* COSA SERVE
Ricopia per favore tutte le righe che seguono, senza cambiare nulla.

Voci di dati memorizzate:
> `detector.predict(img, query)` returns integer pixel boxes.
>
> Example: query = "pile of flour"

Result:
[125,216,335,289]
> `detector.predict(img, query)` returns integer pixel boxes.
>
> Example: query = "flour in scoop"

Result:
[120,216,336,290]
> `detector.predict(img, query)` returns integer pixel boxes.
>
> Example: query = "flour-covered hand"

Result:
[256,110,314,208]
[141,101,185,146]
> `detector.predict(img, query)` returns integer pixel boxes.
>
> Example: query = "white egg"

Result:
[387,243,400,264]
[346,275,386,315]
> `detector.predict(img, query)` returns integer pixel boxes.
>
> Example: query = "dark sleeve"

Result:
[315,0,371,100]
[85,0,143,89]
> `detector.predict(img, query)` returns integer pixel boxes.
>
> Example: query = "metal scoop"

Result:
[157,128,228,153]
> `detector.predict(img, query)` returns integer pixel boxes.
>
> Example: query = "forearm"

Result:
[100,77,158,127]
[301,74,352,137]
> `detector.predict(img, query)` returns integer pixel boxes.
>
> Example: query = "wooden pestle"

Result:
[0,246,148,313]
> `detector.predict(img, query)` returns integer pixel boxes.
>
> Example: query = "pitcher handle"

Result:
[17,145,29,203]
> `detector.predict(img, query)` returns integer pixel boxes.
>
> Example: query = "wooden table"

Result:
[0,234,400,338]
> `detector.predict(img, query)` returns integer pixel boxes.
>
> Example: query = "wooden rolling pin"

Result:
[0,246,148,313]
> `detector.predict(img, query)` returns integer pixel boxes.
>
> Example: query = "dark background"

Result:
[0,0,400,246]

* RISPOSTA CORRETTA
> `detector.predict(img, query)` returns integer pixel boxes.
>
> Example: query = "pile of flour"

Result:
[125,216,335,289]
> `detector.predict(img, query)` returns integer pixel boxes.
>
> Example: query = "flour in scoop"

Result:
[120,216,336,290]
> `detector.predict(img, query)` returns integer pixel boxes.
>
> Example: query = "flour-covered hand"

Result:
[256,110,314,208]
[141,101,185,146]
> `detector.predict(img, query)` returns integer pixel boxes.
>
> Example: query = "white egg"

Result:
[387,243,400,264]
[346,275,386,315]
> `detector.predict(img, query)` returns integer pixel boxes.
>
> Example: query = "dark sleeve"

Result:
[315,0,371,100]
[85,0,143,89]
> `detector.predict(img, query)` returns integer pixel boxes.
>
> Example: query = "metal scoop"

Result:
[157,128,228,153]
> `detector.predict(img, query)` returns integer pixel boxes.
>
> Example: query = "forearm"

Result:
[100,77,158,127]
[301,74,352,137]
> `detector.predict(img, query)` returns integer pixel boxes.
>
> Example: query = "wooden pestle"

Result:
[0,246,148,313]
> `detector.predict(img, query)` returns integer pixel boxes.
>
> Example: query = "pitcher handle"

Result:
[17,145,29,203]
> `detector.predict(img, query)` returns integer pixel boxes.
>
> Example: query = "wooden table"

Result:
[0,234,400,338]
> `detector.predict(img, query)` returns integer pixel boxes.
>
> Example: query = "wooden rolling pin"

Result:
[0,246,148,313]
> `detector.predict(img, query)` returns integer pixel boxes.
>
> Example: query = "dark background"

Result:
[0,0,400,246]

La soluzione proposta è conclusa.